What this task involves: Write out every line of the records below word for word, leaving out the pictures.

Saved entries

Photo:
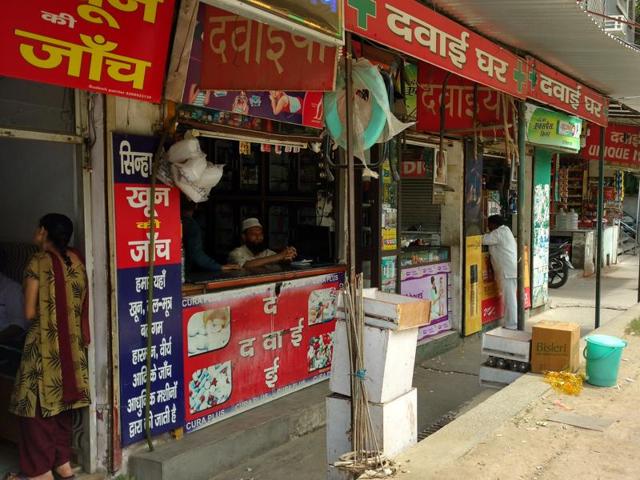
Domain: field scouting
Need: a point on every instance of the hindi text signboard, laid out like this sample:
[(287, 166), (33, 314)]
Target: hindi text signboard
[(106, 46), (622, 145), (132, 209), (418, 31), (246, 346), (243, 54), (551, 87)]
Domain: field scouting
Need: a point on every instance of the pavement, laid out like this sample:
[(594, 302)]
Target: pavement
[(511, 436), (448, 387)]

The reply:
Photo:
Domain: field scouting
Need: a point on every instance of the hindi text signboard, laid out like this sample:
[(287, 166), (33, 314)]
Target: hindi text signboard
[(106, 46), (622, 145), (132, 209), (418, 31), (246, 346), (243, 54), (551, 87)]
Domain: field scouting
Need: a point on every instance of the pavement, laid out like this sample:
[(594, 302)]
Target: pavement
[(511, 436), (448, 387)]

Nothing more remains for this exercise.